Exercise instructions: Please format the rows below as a numbered list, leaving out any blank lines.

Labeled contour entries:
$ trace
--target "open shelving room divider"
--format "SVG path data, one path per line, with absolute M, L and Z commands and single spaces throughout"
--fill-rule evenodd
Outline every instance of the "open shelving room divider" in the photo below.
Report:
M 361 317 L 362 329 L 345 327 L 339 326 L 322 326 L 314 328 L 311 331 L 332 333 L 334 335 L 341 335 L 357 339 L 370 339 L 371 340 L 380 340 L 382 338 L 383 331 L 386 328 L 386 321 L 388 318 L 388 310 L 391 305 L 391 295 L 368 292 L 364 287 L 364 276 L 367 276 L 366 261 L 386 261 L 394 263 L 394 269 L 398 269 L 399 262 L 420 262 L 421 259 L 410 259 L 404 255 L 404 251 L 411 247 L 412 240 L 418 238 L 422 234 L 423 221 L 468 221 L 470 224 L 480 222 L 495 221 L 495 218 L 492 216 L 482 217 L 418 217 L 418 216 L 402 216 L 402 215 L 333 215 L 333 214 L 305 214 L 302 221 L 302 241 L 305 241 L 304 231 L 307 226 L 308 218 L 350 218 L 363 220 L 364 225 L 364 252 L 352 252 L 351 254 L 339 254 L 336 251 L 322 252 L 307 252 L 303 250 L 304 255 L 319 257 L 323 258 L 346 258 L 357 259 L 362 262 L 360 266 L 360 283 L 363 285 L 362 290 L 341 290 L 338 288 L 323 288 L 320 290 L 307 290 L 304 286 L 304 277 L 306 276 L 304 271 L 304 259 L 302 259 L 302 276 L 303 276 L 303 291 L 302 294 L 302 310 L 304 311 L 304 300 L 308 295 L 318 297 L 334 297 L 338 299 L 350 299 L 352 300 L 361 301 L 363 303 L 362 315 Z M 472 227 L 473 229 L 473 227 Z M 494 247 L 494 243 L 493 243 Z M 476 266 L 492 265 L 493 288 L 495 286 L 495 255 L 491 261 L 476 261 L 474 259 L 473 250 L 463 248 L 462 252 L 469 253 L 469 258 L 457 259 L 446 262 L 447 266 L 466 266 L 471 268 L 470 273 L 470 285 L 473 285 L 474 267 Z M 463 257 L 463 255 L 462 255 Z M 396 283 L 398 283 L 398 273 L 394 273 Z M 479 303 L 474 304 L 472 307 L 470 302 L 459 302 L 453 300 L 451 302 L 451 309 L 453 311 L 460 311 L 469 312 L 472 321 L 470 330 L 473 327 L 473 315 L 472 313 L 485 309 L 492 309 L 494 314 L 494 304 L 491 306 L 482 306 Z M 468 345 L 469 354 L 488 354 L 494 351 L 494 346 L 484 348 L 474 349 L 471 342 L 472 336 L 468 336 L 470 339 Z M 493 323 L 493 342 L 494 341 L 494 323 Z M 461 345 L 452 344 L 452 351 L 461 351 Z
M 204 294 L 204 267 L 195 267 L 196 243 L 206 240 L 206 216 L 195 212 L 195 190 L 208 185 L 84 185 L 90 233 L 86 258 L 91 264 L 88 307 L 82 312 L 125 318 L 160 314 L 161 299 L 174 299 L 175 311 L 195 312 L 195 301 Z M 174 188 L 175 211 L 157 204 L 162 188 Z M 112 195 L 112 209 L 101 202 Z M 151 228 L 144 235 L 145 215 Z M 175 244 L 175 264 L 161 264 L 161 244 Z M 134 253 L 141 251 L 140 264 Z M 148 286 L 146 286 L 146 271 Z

Task response:
1. $ trace
2. --target "open shelving room divider"
3. --format "SVG path data, one path per line, with absolute M, L and Z commands and single spaces throughout"
4. --fill-rule evenodd
5. Outline every instance of the "open shelving room divider" in the photo below.
6. Report:
7. M 361 317 L 362 329 L 345 327 L 339 326 L 322 326 L 314 328 L 311 331 L 332 333 L 334 335 L 341 335 L 357 339 L 370 339 L 371 340 L 380 340 L 382 338 L 383 331 L 386 328 L 386 321 L 388 318 L 388 310 L 391 305 L 391 295 L 368 292 L 364 287 L 364 276 L 367 276 L 366 261 L 386 261 L 394 263 L 394 269 L 398 269 L 399 262 L 420 262 L 421 259 L 410 259 L 404 255 L 404 251 L 411 247 L 412 240 L 418 238 L 422 234 L 423 221 L 468 221 L 470 224 L 480 222 L 495 221 L 495 218 L 492 216 L 482 217 L 418 217 L 418 216 L 402 216 L 402 215 L 333 215 L 333 214 L 305 214 L 302 221 L 302 241 L 305 241 L 304 231 L 307 226 L 308 218 L 350 218 L 363 220 L 364 225 L 364 252 L 352 252 L 351 254 L 339 254 L 336 251 L 322 252 L 307 252 L 303 250 L 304 255 L 319 257 L 323 258 L 346 258 L 357 259 L 362 262 L 360 266 L 360 283 L 363 285 L 362 290 L 341 290 L 338 288 L 323 288 L 320 290 L 307 290 L 304 286 L 304 277 L 306 276 L 304 271 L 304 259 L 302 259 L 302 276 L 303 276 L 303 291 L 302 294 L 302 310 L 304 311 L 304 300 L 308 295 L 318 297 L 334 297 L 338 299 L 350 299 L 352 300 L 361 301 L 363 303 L 362 315 Z M 472 227 L 473 229 L 473 227 Z M 494 247 L 494 243 L 493 243 Z M 476 266 L 492 265 L 493 288 L 495 286 L 495 255 L 491 261 L 476 261 L 474 259 L 473 250 L 463 248 L 462 252 L 469 253 L 469 258 L 457 259 L 446 262 L 447 266 L 466 266 L 471 268 L 470 273 L 470 285 L 473 285 L 474 267 Z M 463 257 L 463 255 L 462 255 Z M 396 283 L 398 283 L 398 273 L 394 273 Z M 479 303 L 474 304 L 472 307 L 470 302 L 459 302 L 453 300 L 451 302 L 451 309 L 453 311 L 460 311 L 469 312 L 472 321 L 470 330 L 473 327 L 473 315 L 472 313 L 485 309 L 492 309 L 494 314 L 494 304 L 491 306 L 482 306 Z M 468 345 L 469 354 L 488 354 L 494 351 L 494 346 L 484 348 L 474 349 L 471 342 L 472 336 L 468 336 L 470 339 Z M 493 323 L 493 342 L 494 341 L 494 323 Z M 461 345 L 452 344 L 452 351 L 461 351 Z
8. M 204 294 L 204 267 L 195 267 L 196 243 L 206 240 L 206 216 L 195 212 L 195 190 L 208 185 L 84 185 L 90 233 L 86 258 L 91 264 L 88 307 L 82 312 L 125 318 L 160 314 L 161 299 L 174 299 L 175 311 L 195 312 L 195 301 Z M 174 188 L 175 211 L 157 204 L 162 188 Z M 112 195 L 112 209 L 101 202 Z M 151 228 L 144 235 L 145 215 Z M 175 244 L 175 264 L 161 264 L 161 244 Z M 134 253 L 141 251 L 140 264 Z M 148 286 L 146 286 L 146 271 Z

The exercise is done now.